→ **INSTRUCTION**:
Reproduce the records below in their entirety, character for character.

→ **LISTING**:
◇ ◇ ◇ ◇ ◇

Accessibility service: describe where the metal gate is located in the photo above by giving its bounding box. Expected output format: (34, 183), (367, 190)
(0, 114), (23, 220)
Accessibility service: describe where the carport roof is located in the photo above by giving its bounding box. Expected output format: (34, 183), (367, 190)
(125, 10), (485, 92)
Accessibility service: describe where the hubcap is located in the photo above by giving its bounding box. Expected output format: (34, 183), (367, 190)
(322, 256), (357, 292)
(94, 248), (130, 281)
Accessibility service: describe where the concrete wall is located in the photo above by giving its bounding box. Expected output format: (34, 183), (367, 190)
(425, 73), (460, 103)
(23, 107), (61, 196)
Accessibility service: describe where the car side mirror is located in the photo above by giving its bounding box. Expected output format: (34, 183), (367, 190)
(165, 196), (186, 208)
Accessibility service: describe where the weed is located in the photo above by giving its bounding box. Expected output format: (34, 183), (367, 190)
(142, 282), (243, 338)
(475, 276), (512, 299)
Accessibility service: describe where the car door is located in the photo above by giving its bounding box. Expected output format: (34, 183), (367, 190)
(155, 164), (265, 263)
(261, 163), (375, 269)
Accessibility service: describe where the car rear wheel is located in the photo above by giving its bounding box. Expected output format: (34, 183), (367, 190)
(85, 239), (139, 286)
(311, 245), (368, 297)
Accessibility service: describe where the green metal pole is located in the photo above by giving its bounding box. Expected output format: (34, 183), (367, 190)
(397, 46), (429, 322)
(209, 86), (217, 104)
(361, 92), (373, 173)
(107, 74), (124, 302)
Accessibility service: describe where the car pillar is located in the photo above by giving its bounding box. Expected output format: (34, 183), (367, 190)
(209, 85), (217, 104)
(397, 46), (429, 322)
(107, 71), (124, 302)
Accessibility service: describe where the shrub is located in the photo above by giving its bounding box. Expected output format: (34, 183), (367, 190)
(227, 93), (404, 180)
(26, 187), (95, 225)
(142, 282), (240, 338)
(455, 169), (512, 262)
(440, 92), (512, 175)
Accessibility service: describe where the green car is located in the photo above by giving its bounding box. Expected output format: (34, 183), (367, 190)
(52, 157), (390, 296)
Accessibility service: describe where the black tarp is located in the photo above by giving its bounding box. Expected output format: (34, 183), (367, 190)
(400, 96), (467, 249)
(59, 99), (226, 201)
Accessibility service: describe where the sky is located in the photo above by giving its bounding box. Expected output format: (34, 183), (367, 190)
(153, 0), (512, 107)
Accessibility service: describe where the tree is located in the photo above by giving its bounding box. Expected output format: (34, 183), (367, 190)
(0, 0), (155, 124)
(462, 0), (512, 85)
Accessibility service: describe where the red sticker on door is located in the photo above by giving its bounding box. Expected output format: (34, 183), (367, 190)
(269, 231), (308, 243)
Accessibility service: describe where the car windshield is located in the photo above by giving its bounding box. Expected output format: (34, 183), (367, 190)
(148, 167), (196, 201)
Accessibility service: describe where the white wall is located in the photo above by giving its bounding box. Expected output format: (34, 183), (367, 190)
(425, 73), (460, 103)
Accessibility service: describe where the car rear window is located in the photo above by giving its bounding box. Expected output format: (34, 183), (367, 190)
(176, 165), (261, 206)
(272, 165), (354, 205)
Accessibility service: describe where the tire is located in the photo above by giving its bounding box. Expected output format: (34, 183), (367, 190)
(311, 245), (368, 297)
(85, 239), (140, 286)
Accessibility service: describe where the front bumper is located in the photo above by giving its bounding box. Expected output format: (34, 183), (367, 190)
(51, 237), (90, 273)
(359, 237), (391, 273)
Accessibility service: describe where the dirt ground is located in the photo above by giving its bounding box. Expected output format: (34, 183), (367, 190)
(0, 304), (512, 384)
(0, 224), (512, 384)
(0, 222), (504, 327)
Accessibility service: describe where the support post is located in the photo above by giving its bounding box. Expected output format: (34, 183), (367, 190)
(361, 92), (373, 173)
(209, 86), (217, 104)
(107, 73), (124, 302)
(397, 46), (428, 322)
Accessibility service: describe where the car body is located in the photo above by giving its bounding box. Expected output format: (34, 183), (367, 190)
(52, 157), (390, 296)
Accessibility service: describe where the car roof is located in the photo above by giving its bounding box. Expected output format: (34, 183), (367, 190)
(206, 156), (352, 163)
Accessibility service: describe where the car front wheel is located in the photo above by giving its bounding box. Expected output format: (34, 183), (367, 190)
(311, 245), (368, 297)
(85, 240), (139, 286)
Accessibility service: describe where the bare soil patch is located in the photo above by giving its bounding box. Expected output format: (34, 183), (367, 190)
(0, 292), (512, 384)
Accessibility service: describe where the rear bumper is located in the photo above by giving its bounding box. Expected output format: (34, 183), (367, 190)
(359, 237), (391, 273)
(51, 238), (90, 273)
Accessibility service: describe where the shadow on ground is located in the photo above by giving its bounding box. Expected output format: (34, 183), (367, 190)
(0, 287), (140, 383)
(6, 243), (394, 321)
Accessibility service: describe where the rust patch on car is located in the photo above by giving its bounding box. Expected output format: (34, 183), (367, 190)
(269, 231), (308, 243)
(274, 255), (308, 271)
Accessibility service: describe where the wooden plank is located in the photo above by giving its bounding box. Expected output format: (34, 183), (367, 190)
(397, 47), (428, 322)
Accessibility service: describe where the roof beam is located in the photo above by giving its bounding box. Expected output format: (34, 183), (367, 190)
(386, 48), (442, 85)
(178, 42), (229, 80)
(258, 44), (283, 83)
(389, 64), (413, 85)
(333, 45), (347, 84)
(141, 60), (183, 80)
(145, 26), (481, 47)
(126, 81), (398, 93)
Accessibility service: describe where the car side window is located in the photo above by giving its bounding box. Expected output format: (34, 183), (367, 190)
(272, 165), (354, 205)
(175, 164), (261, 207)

◇ ◇ ◇ ◇ ◇

→ **RESPONSE**:
Accessibility service: describe where the metal gate is located in the photo above by giving its bounding box. Expected output format: (34, 183), (367, 190)
(0, 114), (23, 220)
Accessibility service: describe where the carport roof is located in the photo above by giving its bounding box. Expected output format: (34, 183), (367, 190)
(125, 10), (485, 92)
Accessibility service: describe where the hubcap is located in the photo above by giving its bounding box. Expected output format: (34, 183), (367, 190)
(322, 256), (357, 292)
(94, 248), (130, 281)
Accessibility service: describe where the concrete wall is located in the photo above by giving its bounding box. Expected output format: (34, 183), (367, 190)
(425, 73), (460, 103)
(23, 107), (61, 196)
Accessibility service: describe where the car side mirror is located in the photo above by giving its bounding box. Expected output format: (34, 183), (367, 190)
(165, 196), (186, 208)
Accessibility service: describe where the weed is located in the photo above by giving its bounding box. Expected output format: (34, 183), (367, 190)
(142, 282), (243, 338)
(475, 276), (512, 299)
Accessibility service: describe where the car door is located in the photo above by giving its bounding box. Expected output format: (34, 183), (367, 190)
(155, 164), (265, 263)
(261, 163), (375, 269)
Accessibility service: describe where the car rear wheel is located in the photo above by giving its bounding box. Expected output format: (34, 183), (367, 190)
(85, 239), (139, 286)
(311, 245), (368, 297)
Accessibility service: describe where the green metal pole is located in the photo above by giving its bounding box. Expected output format: (34, 183), (367, 190)
(397, 46), (429, 322)
(209, 86), (217, 104)
(361, 92), (373, 173)
(107, 74), (124, 302)
Accessibility service: describe where the car pillar is located in the photo above by giving its bounding box. Expected output format: (34, 183), (367, 190)
(209, 85), (217, 104)
(397, 46), (429, 322)
(107, 71), (124, 302)
Accessibility service: describe where the shrub is located in the photo above by giving its bounding box. Expected output format: (34, 183), (367, 190)
(227, 93), (404, 180)
(26, 187), (95, 225)
(142, 282), (240, 338)
(455, 169), (512, 262)
(440, 92), (512, 175)
Accessibility service: describe where the green car is located in the photo above by giving its bounding box. Expected output format: (34, 183), (367, 190)
(52, 157), (390, 296)
Accessibility service: describe where the black tarp is located in the photo above by giving its bounding box. Expected output format: (34, 183), (367, 190)
(400, 96), (467, 249)
(59, 99), (226, 201)
Accessibility service: describe where the sky is located in the photo above by giving its bounding box. Expected output format: (34, 183), (367, 190)
(153, 0), (512, 107)
Accessibility service: describe where the tree is located in the photo above by giving its bounding box. Expected output format: (34, 183), (367, 190)
(0, 0), (155, 124)
(462, 0), (512, 85)
Accessibility service: describe where the red sticker on door is located in the photo above by giving its bounding box. Expected output format: (34, 183), (367, 190)
(269, 231), (308, 243)
Accessibility service: describe where the car windshield is located in the photo above by giving its bounding box. Expected output format: (34, 183), (367, 190)
(148, 167), (196, 201)
Accessibility service: describe where the white wall is located in the photo above by giving its bounding box. Expected output format: (34, 183), (367, 190)
(425, 73), (460, 103)
Accessibility service: describe where the car rear window is located in the photo above by giving its bounding box. Expected output format: (34, 183), (367, 190)
(176, 165), (261, 206)
(272, 165), (354, 205)
Accessibility service: describe where the tire is located in the photo above by giving its bounding box. Expected output format: (34, 183), (367, 190)
(311, 245), (368, 297)
(85, 239), (140, 286)
Accessibility service: describe where the front bumper is located in the photo above by giving its bounding box. Expected output format: (34, 183), (367, 190)
(51, 237), (90, 273)
(359, 237), (391, 273)
Accessibility service: describe where the dirt ground is located in the photo above by giving its bounding box. Expected output format: (34, 183), (367, 190)
(0, 304), (512, 384)
(0, 224), (512, 384)
(0, 222), (504, 327)
Accessibility service: describe where the support post is located in the photo above by giving its bounding box. Expected output format: (34, 183), (367, 190)
(361, 92), (373, 173)
(209, 86), (217, 104)
(107, 73), (124, 302)
(397, 46), (428, 322)
Accessibility service: describe where the car body is located in the photo above by giving its bounding box. Expected output format: (34, 183), (367, 190)
(52, 157), (390, 296)
Accessibility service: describe where the car roof is located in the photo above by giving its bounding box. Expected output format: (34, 183), (367, 190)
(206, 156), (352, 163)
Accessibility service: describe where the car front wheel is located in the photo above by giving its bounding box. Expected output format: (34, 183), (367, 190)
(311, 245), (368, 297)
(85, 240), (139, 286)
Accessibility service: describe where the bare soil patch is located in the photo above by giving its bounding box. Expected output format: (34, 183), (367, 190)
(0, 292), (512, 384)
Accessibility service: describe where the rear bumper is located in the photo above by giving its bounding box. Expected output format: (34, 183), (367, 190)
(359, 237), (391, 273)
(51, 238), (90, 273)
Accessibility service: describe where the shadow on ground is located in the photo above by giving its bounding box. Expected output format: (34, 183), (367, 190)
(0, 287), (140, 383)
(6, 243), (394, 321)
Accessibility service: describe where the rust patch on car is located in the photo above by giving its bounding box. Expected output format: (34, 183), (367, 190)
(269, 231), (308, 243)
(274, 255), (308, 271)
Accessibility service: describe where the wooden plank is located in the photo above by giving its bounding box. Expected output format: (34, 183), (367, 190)
(397, 47), (428, 322)
Accessibility service: describe where the roof beam is located in the photo above by giving its bounding box. Expected output format: (34, 183), (367, 190)
(386, 48), (442, 85)
(178, 42), (229, 80)
(258, 44), (283, 83)
(389, 64), (413, 85)
(333, 45), (347, 84)
(141, 60), (183, 80)
(145, 26), (481, 47)
(126, 81), (398, 93)
Accessibility service: describe where the car side window is located in the photo above by giving its bounding box. Expected output format: (34, 183), (367, 190)
(272, 165), (354, 205)
(175, 164), (261, 207)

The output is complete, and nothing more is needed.